* DATA FOR THIS EXERCISE *

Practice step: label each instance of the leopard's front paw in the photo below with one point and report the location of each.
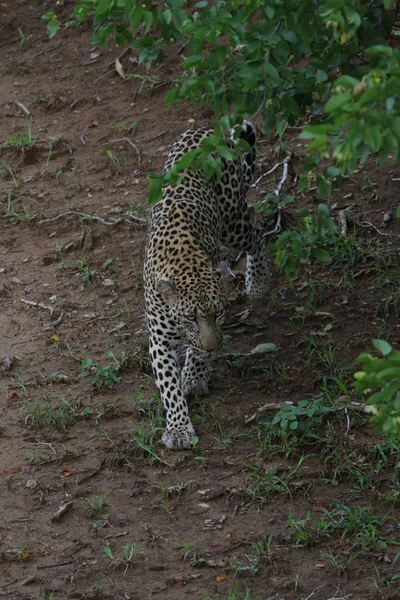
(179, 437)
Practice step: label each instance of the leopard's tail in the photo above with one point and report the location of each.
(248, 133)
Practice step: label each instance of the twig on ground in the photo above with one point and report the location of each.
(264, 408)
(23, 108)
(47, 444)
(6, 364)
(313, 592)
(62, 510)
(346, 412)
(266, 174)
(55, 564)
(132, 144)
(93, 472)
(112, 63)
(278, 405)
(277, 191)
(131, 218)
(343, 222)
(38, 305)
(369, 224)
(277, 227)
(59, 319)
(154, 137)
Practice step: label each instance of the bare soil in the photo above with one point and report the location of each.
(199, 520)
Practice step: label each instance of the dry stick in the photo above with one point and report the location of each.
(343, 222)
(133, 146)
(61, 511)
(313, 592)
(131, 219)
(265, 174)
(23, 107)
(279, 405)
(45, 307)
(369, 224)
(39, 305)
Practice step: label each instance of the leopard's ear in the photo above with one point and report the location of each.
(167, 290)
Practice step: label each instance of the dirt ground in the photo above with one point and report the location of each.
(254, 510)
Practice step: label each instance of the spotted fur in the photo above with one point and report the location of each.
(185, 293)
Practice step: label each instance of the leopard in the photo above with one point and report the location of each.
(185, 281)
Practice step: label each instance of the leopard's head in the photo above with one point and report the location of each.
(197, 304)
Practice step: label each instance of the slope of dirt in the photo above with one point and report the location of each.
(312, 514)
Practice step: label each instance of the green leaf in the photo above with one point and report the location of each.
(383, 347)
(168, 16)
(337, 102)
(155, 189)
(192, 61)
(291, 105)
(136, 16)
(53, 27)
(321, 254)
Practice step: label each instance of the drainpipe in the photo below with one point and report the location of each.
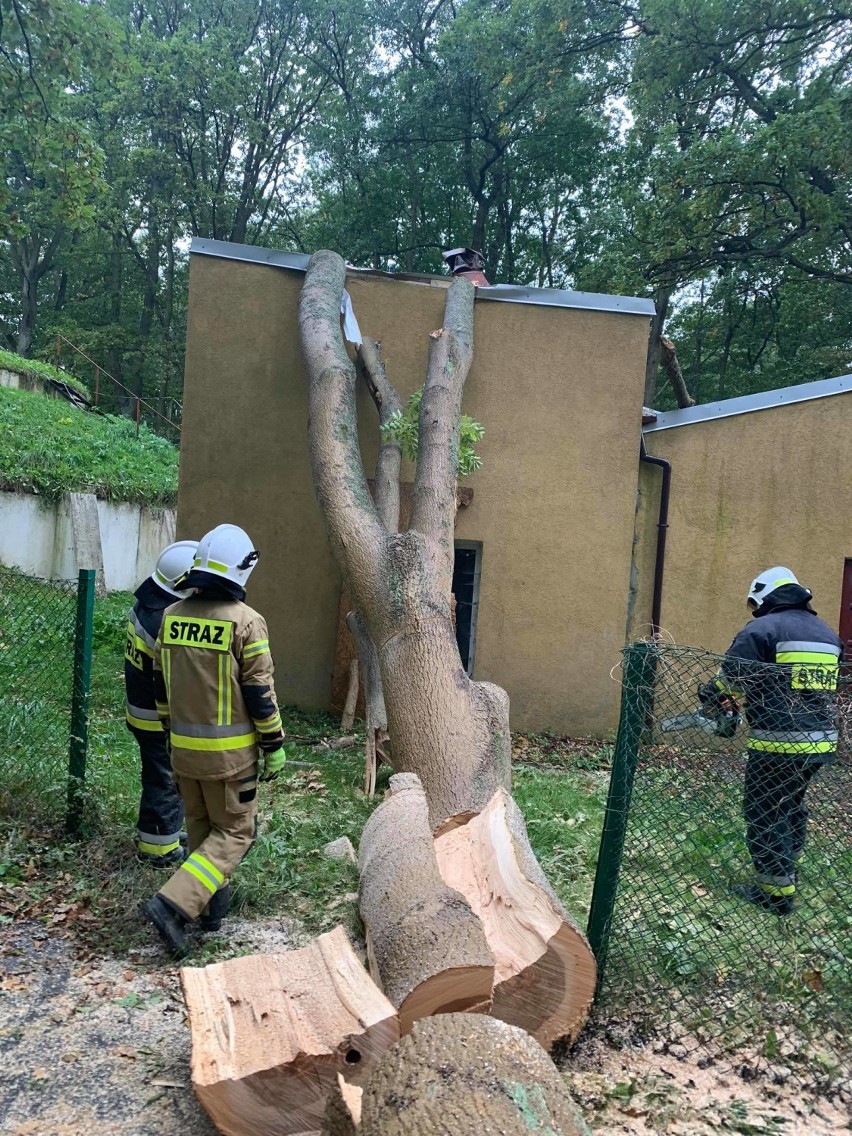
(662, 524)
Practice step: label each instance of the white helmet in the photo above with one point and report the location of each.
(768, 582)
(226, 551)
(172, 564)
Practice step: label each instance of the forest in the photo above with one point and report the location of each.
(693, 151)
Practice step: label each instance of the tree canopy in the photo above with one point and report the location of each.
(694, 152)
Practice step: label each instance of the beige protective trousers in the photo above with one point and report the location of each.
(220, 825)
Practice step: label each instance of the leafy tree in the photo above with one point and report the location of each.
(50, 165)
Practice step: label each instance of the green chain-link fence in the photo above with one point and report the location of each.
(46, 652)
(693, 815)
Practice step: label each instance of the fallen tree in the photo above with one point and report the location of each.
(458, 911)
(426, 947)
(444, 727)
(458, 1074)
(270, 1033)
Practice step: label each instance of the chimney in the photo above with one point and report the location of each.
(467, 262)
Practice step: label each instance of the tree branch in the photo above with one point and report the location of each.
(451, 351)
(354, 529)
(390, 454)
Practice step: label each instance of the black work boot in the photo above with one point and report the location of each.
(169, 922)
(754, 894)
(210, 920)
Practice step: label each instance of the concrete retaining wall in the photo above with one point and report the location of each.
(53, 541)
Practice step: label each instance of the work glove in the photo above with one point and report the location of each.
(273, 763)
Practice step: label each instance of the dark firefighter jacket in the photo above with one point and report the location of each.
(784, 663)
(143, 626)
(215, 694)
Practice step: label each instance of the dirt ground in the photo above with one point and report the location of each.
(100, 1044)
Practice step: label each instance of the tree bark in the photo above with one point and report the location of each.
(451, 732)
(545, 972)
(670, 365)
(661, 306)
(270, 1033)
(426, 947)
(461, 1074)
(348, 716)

* SET PROBLEM *
Give all the lines above again, character for character, without pictures.

* SOLUTION *
Practice step: label each instance of the leopard's front paw in the photo below with one point and report the location of each.
(179, 437)
Practice step: label each instance of the leopard's tail in the photo above with one point and report the location of each.
(248, 133)
Practice step: label each instance of the twig on ground in the photo above with one point and report the location of each.
(264, 408)
(23, 108)
(47, 444)
(6, 364)
(313, 592)
(62, 510)
(346, 412)
(266, 174)
(55, 564)
(132, 144)
(93, 472)
(112, 63)
(278, 405)
(277, 191)
(131, 218)
(343, 222)
(38, 305)
(369, 224)
(277, 227)
(59, 319)
(154, 137)
Practice step: label each instance of the bare soil in the photo above with one point and report the location of each.
(199, 520)
Practice step: label each instance of the dry stick in the photo above with one point and report the location of each.
(343, 222)
(133, 146)
(61, 511)
(313, 592)
(131, 219)
(265, 174)
(23, 107)
(279, 405)
(45, 307)
(369, 224)
(39, 305)
Practice step: label each instance of the leopard's ear in the photo above with one point and report the location of each.
(167, 290)
Practice step: label each instance of the dirt ground in the photo above with one point and report the location of each.
(254, 510)
Practice step: label each instance of the spotted fur in the photo above with one point and report the location of each.
(185, 293)
Practice step: label each instance of the leopard in the photo above with one point and report the location of each.
(185, 281)
Practice step: label each instance of the leopard's head in the photo above with one point and report the location of each.
(197, 304)
Practice step: label each instance of the slope of dirt in the photo above with one point and report the location of each.
(312, 514)
Practice step: label each instance of the green leaf in the photo above with one point and report the location of each.
(383, 347)
(168, 16)
(337, 102)
(155, 189)
(192, 61)
(291, 105)
(136, 16)
(53, 27)
(321, 254)
Practice step: label each instance of the drainpipe in the photo below with one point and report the location of each.
(662, 524)
Practice step: label each instance of the white helmet in the photo above with one point and report the location of each.
(768, 582)
(226, 551)
(172, 564)
Practice step: label each instance of the forest in the photo above with one point and report the location of each.
(693, 151)
Practice step: label each instance of the tree canopy in the photo above with one point and report the location of each.
(694, 152)
Practice step: label each instance of the beige protective trousers in the photo above with one point and report the location of each.
(220, 825)
Practice step: label each instance of the leafy tree in the photo above with one point and report the location of each.
(50, 165)
Practice step: label each instance of the green chain-link fence in the photo above with one point and report the location of each.
(46, 652)
(693, 815)
Practice step: label each instance of the fallen tree in the photo above with one point and report the location of each.
(458, 911)
(426, 947)
(444, 727)
(458, 1074)
(270, 1033)
Practice step: label each instance of the chimney in the photo above with one point and report the location of each.
(467, 262)
Practice step: label each instance of the tree branch in the photo above with one point and report the location of each.
(451, 351)
(354, 529)
(390, 454)
Practice step: label each instance of the black work boot in the photo above with one point and report the location of each.
(169, 922)
(754, 894)
(210, 920)
Practice step: label each instance of the concrete retaining wall in the photo above with one point and report the location of each.
(53, 541)
Practice step: label each instance of the work glove in the photo above with one point and report the location of each.
(273, 763)
Practice step: label each instance of the dark firefighter jacket in the photo above with one point and report the location of each.
(784, 663)
(143, 626)
(215, 694)
Practice step: label each instance of the dirt ground in the photo above with one point and report the location of each.
(100, 1044)
Practice step: label each instance of the tree bark in the photo above with one point and report the location of each.
(451, 732)
(545, 972)
(670, 365)
(661, 306)
(270, 1033)
(426, 947)
(461, 1074)
(348, 716)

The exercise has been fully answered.